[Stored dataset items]
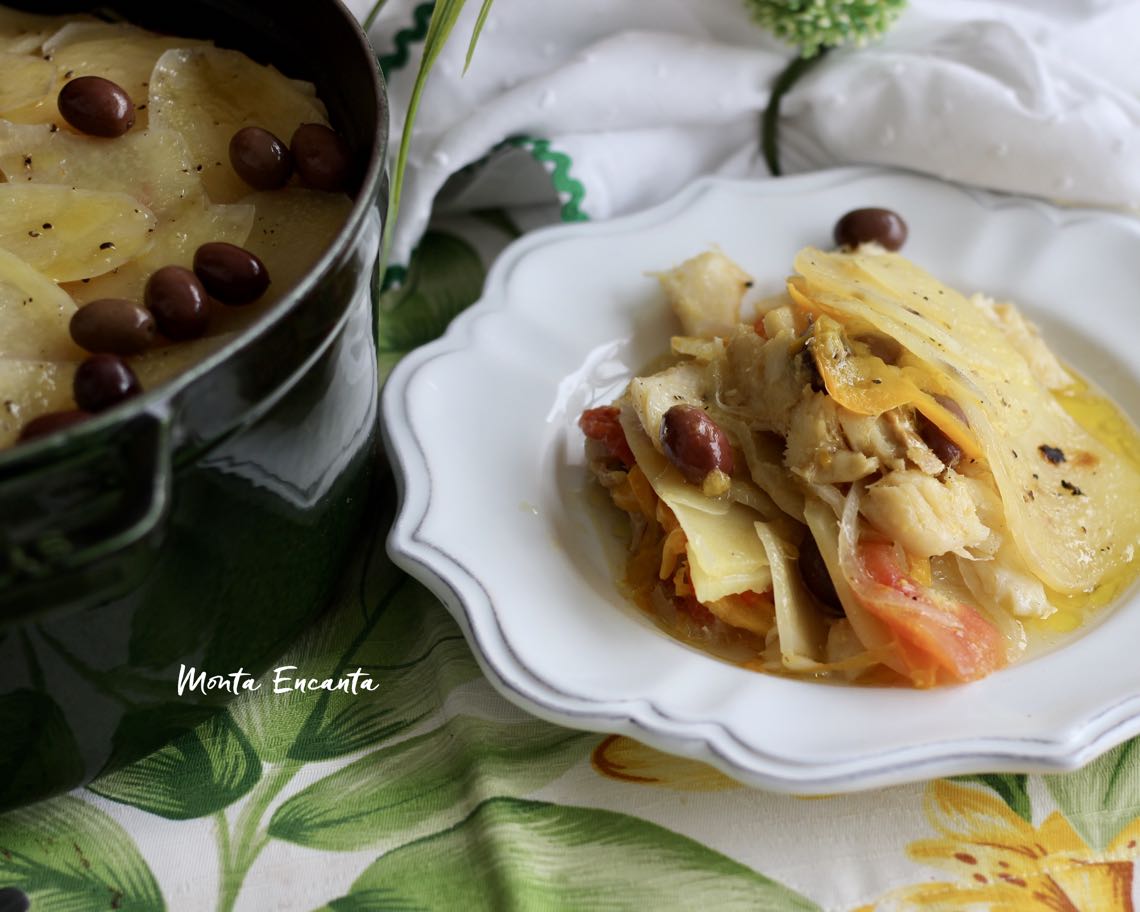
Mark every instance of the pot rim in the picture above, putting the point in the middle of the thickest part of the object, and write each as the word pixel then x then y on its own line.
pixel 156 400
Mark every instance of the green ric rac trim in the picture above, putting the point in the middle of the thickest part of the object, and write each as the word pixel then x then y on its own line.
pixel 405 38
pixel 570 189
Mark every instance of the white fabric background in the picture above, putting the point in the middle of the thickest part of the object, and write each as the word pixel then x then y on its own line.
pixel 1039 97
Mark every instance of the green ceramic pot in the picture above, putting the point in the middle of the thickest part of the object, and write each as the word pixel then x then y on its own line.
pixel 206 522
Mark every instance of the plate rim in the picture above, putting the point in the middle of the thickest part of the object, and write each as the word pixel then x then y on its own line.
pixel 710 741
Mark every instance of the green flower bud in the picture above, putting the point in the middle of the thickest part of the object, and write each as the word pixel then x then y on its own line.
pixel 814 24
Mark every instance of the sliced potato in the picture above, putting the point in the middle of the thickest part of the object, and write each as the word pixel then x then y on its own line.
pixel 30 389
pixel 25 32
pixel 27 82
pixel 153 167
pixel 177 236
pixel 287 253
pixel 209 94
pixel 70 234
pixel 34 314
pixel 127 57
pixel 74 31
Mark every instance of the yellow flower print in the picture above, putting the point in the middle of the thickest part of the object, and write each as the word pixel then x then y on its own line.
pixel 1000 863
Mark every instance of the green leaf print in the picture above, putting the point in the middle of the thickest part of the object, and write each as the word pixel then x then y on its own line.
pixel 1100 799
pixel 70 856
pixel 197 774
pixel 516 854
pixel 418 786
pixel 40 750
pixel 445 276
pixel 412 651
pixel 1010 787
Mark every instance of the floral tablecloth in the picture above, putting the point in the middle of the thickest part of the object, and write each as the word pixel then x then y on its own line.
pixel 431 791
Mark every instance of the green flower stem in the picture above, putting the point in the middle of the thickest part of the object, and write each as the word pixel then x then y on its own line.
pixel 770 124
pixel 250 837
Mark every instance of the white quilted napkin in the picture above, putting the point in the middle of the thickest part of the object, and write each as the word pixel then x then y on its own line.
pixel 625 102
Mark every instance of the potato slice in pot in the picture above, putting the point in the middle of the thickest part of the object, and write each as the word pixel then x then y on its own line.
pixel 73 32
pixel 25 32
pixel 27 84
pixel 177 236
pixel 209 94
pixel 30 389
pixel 34 314
pixel 153 167
pixel 70 234
pixel 123 54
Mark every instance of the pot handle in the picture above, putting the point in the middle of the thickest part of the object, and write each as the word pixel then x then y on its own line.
pixel 81 529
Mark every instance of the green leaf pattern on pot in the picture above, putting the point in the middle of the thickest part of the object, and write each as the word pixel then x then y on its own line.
pixel 68 855
pixel 42 748
pixel 422 784
pixel 200 773
pixel 563 857
pixel 444 278
pixel 1104 797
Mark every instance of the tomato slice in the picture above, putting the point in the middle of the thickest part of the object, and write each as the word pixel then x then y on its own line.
pixel 604 424
pixel 941 640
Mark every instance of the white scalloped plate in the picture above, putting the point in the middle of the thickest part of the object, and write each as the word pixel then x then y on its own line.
pixel 496 515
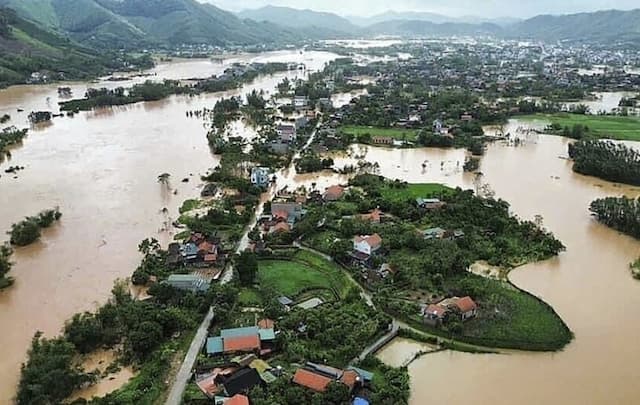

[What is expected]
Print the lines of the records from the one containing "Mark every instance of the green ric" through the one containing "pixel 570 189", both included, reproducing each line character for character.

[Problem solution]
Mark every instance of the green ric rac trim in the picture above, putting the point in the middle of the thickest part of the object, and write each as the word pixel then x then y on its own line.
pixel 405 38
pixel 570 189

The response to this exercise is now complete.